Stored items
== Segment start ==

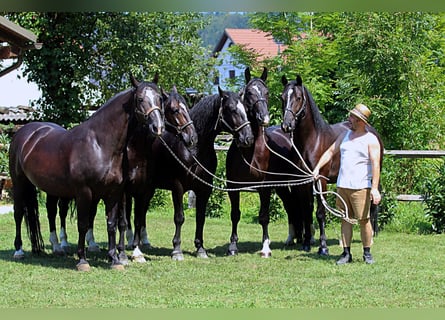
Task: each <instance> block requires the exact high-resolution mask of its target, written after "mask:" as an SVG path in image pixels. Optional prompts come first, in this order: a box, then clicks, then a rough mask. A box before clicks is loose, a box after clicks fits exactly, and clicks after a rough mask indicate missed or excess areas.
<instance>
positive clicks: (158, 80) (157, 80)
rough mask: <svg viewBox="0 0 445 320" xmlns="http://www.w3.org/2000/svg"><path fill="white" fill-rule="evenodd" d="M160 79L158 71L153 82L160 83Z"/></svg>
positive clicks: (154, 78) (153, 80)
mask: <svg viewBox="0 0 445 320" xmlns="http://www.w3.org/2000/svg"><path fill="white" fill-rule="evenodd" d="M158 81H159V74H158V73H157V72H156V73H155V76H154V77H153V83H156V84H158Z"/></svg>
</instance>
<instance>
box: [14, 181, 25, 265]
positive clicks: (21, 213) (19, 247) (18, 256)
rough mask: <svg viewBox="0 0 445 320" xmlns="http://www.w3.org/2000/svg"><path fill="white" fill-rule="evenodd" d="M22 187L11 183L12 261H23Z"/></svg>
mask: <svg viewBox="0 0 445 320" xmlns="http://www.w3.org/2000/svg"><path fill="white" fill-rule="evenodd" d="M21 190H22V186H21V185H19V183H16V182H15V181H14V183H13V193H12V194H13V200H14V221H15V239H14V248H15V252H14V259H23V258H24V257H25V253H24V252H23V248H22V246H23V241H22V222H23V217H24V216H25V210H26V208H25V200H24V197H26V194H23V193H24V192H20V191H21Z"/></svg>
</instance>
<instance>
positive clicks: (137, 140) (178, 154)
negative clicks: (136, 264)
mask: <svg viewBox="0 0 445 320" xmlns="http://www.w3.org/2000/svg"><path fill="white" fill-rule="evenodd" d="M165 99H166V103H165V125H166V130H165V131H164V133H163V134H162V137H163V139H168V138H166V136H171V137H174V138H171V139H168V140H169V141H171V142H172V144H171V145H170V147H171V148H172V149H174V150H175V151H177V152H178V154H177V155H178V157H180V158H181V159H184V157H190V154H191V153H190V152H192V153H193V152H194V151H193V150H194V149H195V147H196V144H197V143H198V135H197V133H196V130H195V126H194V125H193V121H192V120H191V117H190V110H189V107H188V105H187V103H186V101H185V99H184V97H183V96H182V95H180V94H179V93H178V91H177V89H176V87H175V86H174V87H173V89H172V90H171V92H170V94H169V95H166V96H165ZM153 143H154V140H153V139H150V140H149V139H147V138H144V137H143V136H141V135H135V136H134V137H132V138H131V139H130V141H129V144H128V148H127V149H128V158H129V167H130V170H129V173H130V176H129V179H128V183H127V186H126V192H125V194H126V218H127V222H128V229H127V230H126V231H127V233H128V232H131V212H132V210H131V209H132V204H133V203H134V217H135V232H134V236H133V235H131V236H128V238H129V242H130V244H131V247H132V248H134V251H133V255H132V258H133V259H134V260H135V261H137V262H145V258H144V256H143V254H142V252H141V250H140V248H139V247H140V245H141V244H143V243H142V232H143V230H144V229H145V218H146V213H147V210H148V207H149V204H150V199H151V198H152V197H153V194H152V192H153V189H152V188H151V185H152V184H153V179H154V176H159V175H160V173H157V171H158V170H159V167H160V165H159V161H163V160H162V159H160V158H159V156H158V154H157V153H156V152H155V151H154V150H153V147H152V145H153ZM189 150H192V151H189ZM161 176H162V174H161ZM160 179H161V180H162V179H163V177H161V178H160ZM132 199H134V201H132Z"/></svg>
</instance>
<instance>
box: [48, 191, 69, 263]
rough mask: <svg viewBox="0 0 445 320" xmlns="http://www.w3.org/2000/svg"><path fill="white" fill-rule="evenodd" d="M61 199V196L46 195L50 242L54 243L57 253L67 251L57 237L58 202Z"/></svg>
mask: <svg viewBox="0 0 445 320" xmlns="http://www.w3.org/2000/svg"><path fill="white" fill-rule="evenodd" d="M58 201H59V197H56V196H52V195H49V194H47V195H46V213H47V217H48V223H49V242H50V243H51V245H52V250H53V253H54V254H56V255H63V254H65V251H63V249H62V247H61V246H60V243H59V239H58V238H57V231H56V215H57V202H58Z"/></svg>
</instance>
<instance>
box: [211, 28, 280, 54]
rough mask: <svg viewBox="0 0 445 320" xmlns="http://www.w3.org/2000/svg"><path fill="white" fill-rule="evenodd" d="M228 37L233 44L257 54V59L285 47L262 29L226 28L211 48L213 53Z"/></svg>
mask: <svg viewBox="0 0 445 320" xmlns="http://www.w3.org/2000/svg"><path fill="white" fill-rule="evenodd" d="M228 39H230V41H231V42H232V43H233V44H235V45H240V46H242V47H244V48H245V49H247V50H252V51H254V52H255V53H256V54H258V59H259V60H262V59H265V58H271V57H274V56H276V55H278V54H279V53H280V52H281V51H283V50H284V48H285V46H283V45H282V44H279V43H277V42H275V40H274V38H273V37H272V36H271V35H270V34H268V33H266V32H264V31H261V30H257V29H231V28H227V29H225V30H224V34H223V36H222V37H221V39H220V40H219V42H218V44H217V45H216V46H215V49H214V50H213V54H214V55H215V54H217V53H218V52H219V51H221V49H222V48H223V46H224V44H225V43H226V42H227V40H228Z"/></svg>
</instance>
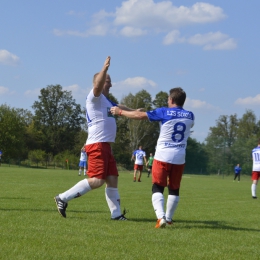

== Segment end ==

● WORK TO COMPLETE
Images must not appear; print each record precisely as it reads.

● SOLUTION TO THE EXERCISE
Task: each <instance> block requires the exact high-resolution mask of its target, written after "mask:" as an SVG path in image pixels. Optional prompts come first, in this order: a box, then clicks, then a rough mask. A box before clicks is loose, a box after clicks fits exactly, and clicks after a rough mask indicate missed or excess areas.
<instance>
positive clicks: (158, 80) (157, 80)
rough mask: <svg viewBox="0 0 445 320" xmlns="http://www.w3.org/2000/svg"><path fill="white" fill-rule="evenodd" d="M160 79L158 71L153 82L160 83Z"/></svg>
positive clicks: (154, 78) (153, 80)
mask: <svg viewBox="0 0 445 320" xmlns="http://www.w3.org/2000/svg"><path fill="white" fill-rule="evenodd" d="M158 81H159V74H158V73H157V72H156V73H155V76H154V77H153V83H156V84H158Z"/></svg>
</instance>
<instance>
box: [14, 181, 25, 265]
positive clicks: (21, 213) (19, 247) (18, 256)
rough mask: <svg viewBox="0 0 445 320" xmlns="http://www.w3.org/2000/svg"><path fill="white" fill-rule="evenodd" d="M22 187L11 183L12 261H23Z"/></svg>
mask: <svg viewBox="0 0 445 320" xmlns="http://www.w3.org/2000/svg"><path fill="white" fill-rule="evenodd" d="M21 190H22V186H21V185H19V183H16V182H15V181H14V183H13V193H12V194H13V200H14V221H15V239H14V248H15V252H14V259H23V258H24V257H25V253H24V252H23V248H22V246H23V241H22V222H23V217H24V216H25V210H26V208H25V200H24V197H26V194H23V193H24V192H20V191H21Z"/></svg>
</instance>
<instance>
positive clicks: (137, 140) (178, 154)
negative clicks: (136, 264)
mask: <svg viewBox="0 0 445 320" xmlns="http://www.w3.org/2000/svg"><path fill="white" fill-rule="evenodd" d="M165 99H166V103H165V125H166V130H165V131H164V133H163V134H162V137H163V139H168V138H166V136H171V137H174V138H171V139H168V140H169V141H171V142H172V144H171V145H170V147H171V148H172V149H174V150H175V151H177V152H178V154H177V155H178V157H180V158H181V159H184V157H190V154H191V153H190V152H192V153H193V152H194V151H193V150H194V149H195V147H196V144H197V143H198V135H197V133H196V130H195V126H194V125H193V121H192V120H191V117H190V110H189V107H188V105H187V103H186V101H185V99H184V97H183V96H182V95H180V94H179V93H178V91H177V89H176V87H175V86H174V87H173V89H172V90H171V92H170V94H169V95H166V96H165ZM153 143H154V140H153V139H150V140H149V139H147V138H144V137H143V136H141V135H135V136H134V137H132V138H131V139H130V141H129V144H128V148H127V149H128V158H129V167H130V170H129V173H130V176H129V179H128V183H127V186H126V192H125V194H126V218H127V222H128V229H127V230H126V231H127V233H128V232H131V212H132V210H131V209H132V204H133V203H134V217H135V232H134V236H133V235H131V236H128V238H129V242H130V244H131V247H132V248H134V251H133V255H132V258H133V259H134V260H135V261H137V262H145V258H144V256H143V254H142V252H141V250H140V248H139V247H140V245H141V244H143V243H142V232H143V230H144V229H145V218H146V213H147V210H148V207H149V204H150V199H151V198H152V197H153V194H152V192H153V189H152V188H151V185H152V184H153V179H154V176H159V175H160V173H157V171H158V170H159V167H160V165H159V161H163V160H162V159H160V158H159V156H158V154H157V153H156V152H155V151H154V150H153V147H152V145H153ZM189 150H192V151H189ZM161 176H162V174H161ZM160 179H161V180H162V179H163V177H161V178H160ZM132 199H134V201H132Z"/></svg>
</instance>
<instance>
box: [48, 191, 69, 263]
rough mask: <svg viewBox="0 0 445 320" xmlns="http://www.w3.org/2000/svg"><path fill="white" fill-rule="evenodd" d="M61 199V196L46 195L50 242L54 243L57 253L67 251L57 237L58 202Z"/></svg>
mask: <svg viewBox="0 0 445 320" xmlns="http://www.w3.org/2000/svg"><path fill="white" fill-rule="evenodd" d="M58 201H59V197H56V196H52V195H49V194H47V195H46V213H47V217H48V223H49V242H50V243H51V245H52V250H53V253H54V254H56V255H63V254H65V251H63V249H62V247H61V246H60V243H59V239H58V238H57V231H56V215H57V202H58Z"/></svg>
</instance>
<instance>
box: [211, 28, 280, 54]
rough mask: <svg viewBox="0 0 445 320" xmlns="http://www.w3.org/2000/svg"><path fill="white" fill-rule="evenodd" d="M228 37L233 44L257 54V59L285 47L262 29L226 28L211 48L213 53Z"/></svg>
mask: <svg viewBox="0 0 445 320" xmlns="http://www.w3.org/2000/svg"><path fill="white" fill-rule="evenodd" d="M228 39H230V41H231V42H232V43H233V44H235V45H240V46H242V47H244V48H245V49H247V50H252V51H254V52H255V53H256V54H258V59H259V60H262V59H265V58H271V57H274V56H276V55H278V54H279V53H280V52H281V51H283V50H284V48H285V46H283V45H282V44H279V43H277V42H275V40H274V38H273V37H272V36H271V35H270V34H268V33H266V32H264V31H261V30H257V29H231V28H227V29H225V30H224V34H223V36H222V37H221V39H220V40H219V42H218V44H217V45H216V46H215V49H214V50H213V54H214V55H215V54H217V53H218V52H219V51H221V49H222V48H223V46H224V44H225V43H226V42H227V40H228Z"/></svg>
</instance>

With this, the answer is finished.